-- Start Records for the task --

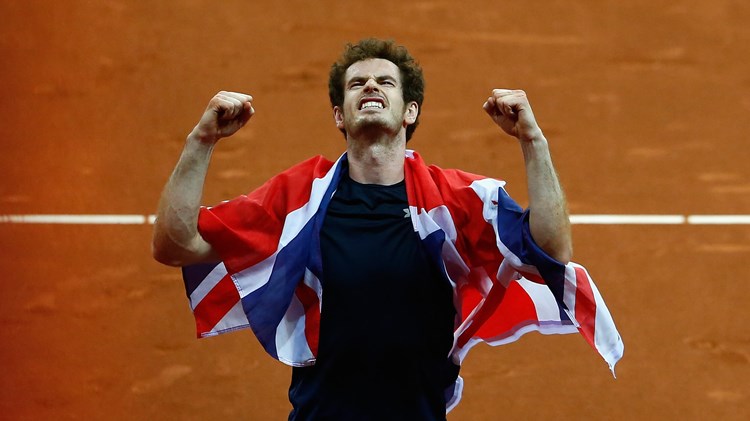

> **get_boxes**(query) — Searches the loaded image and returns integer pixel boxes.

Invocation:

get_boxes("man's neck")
[347,135,406,186]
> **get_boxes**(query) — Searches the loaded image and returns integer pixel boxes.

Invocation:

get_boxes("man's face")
[334,58,418,138]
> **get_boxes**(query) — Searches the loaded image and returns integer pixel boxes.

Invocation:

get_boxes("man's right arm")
[151,91,255,266]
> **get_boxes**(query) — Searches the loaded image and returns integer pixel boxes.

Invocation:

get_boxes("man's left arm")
[483,89,573,263]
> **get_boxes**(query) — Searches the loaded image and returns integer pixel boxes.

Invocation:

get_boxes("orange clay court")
[0,0,750,421]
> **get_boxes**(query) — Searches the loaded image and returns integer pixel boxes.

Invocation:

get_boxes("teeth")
[359,101,383,110]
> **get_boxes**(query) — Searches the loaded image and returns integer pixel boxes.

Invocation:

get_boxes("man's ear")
[333,105,344,130]
[404,101,419,126]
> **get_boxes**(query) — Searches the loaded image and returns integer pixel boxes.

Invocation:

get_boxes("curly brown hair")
[328,38,424,142]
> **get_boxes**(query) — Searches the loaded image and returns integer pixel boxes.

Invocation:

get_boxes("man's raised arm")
[484,89,573,263]
[151,91,255,266]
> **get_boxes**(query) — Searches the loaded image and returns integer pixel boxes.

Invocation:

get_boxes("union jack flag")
[183,150,623,411]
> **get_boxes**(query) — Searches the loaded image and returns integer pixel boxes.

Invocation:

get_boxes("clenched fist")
[483,89,542,142]
[193,91,255,144]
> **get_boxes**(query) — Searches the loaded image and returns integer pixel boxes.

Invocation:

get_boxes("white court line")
[0,215,750,225]
[0,215,148,225]
[688,215,750,225]
[570,215,685,225]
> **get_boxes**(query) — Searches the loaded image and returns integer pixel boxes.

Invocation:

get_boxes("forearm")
[520,136,573,263]
[153,133,214,266]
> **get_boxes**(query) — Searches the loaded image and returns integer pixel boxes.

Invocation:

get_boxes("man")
[153,39,622,420]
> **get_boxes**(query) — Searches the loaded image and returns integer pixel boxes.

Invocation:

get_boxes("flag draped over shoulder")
[183,151,623,410]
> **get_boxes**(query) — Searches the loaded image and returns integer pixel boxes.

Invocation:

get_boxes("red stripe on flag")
[456,284,505,348]
[193,275,240,338]
[294,282,320,356]
[575,267,596,349]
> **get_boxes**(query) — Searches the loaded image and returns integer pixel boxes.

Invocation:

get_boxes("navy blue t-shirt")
[289,174,458,421]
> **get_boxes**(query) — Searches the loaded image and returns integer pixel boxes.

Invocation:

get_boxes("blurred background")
[0,0,750,421]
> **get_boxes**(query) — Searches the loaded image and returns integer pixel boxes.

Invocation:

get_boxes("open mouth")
[359,98,385,110]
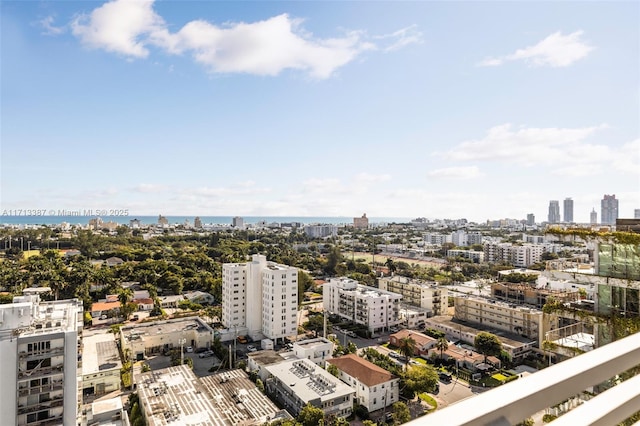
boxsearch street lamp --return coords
[178,338,187,365]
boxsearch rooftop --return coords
[266,359,354,402]
[120,317,213,339]
[327,354,397,387]
[82,333,122,376]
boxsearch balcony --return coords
[418,333,640,426]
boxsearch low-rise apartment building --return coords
[265,359,355,417]
[82,333,122,397]
[293,337,335,367]
[0,288,83,426]
[322,277,402,334]
[327,354,400,412]
[378,275,449,316]
[454,296,558,347]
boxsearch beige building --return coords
[454,296,558,347]
[327,354,400,412]
[353,213,369,229]
[491,282,579,309]
[120,317,213,360]
[378,275,448,316]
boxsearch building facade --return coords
[304,225,338,238]
[454,296,558,347]
[265,359,355,417]
[322,277,402,334]
[0,288,83,426]
[327,354,400,413]
[378,275,449,316]
[222,254,298,339]
[547,200,560,223]
[562,198,573,223]
[600,194,618,225]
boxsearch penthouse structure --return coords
[378,275,448,316]
[222,254,298,339]
[322,277,402,334]
[265,359,355,417]
[0,288,82,426]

-- End Records for the task --

What the task requires: Copy everything from the line "boxsearch rooftop --return coords" down to the line "[418,333,640,426]", changing "balcony" to "terrace" and leaving every other part of those lines unchanged.

Task response:
boxsearch rooftop --return coords
[266,359,354,402]
[120,317,213,339]
[327,354,397,387]
[82,333,122,376]
boxsearch terrace --return coords
[418,333,640,426]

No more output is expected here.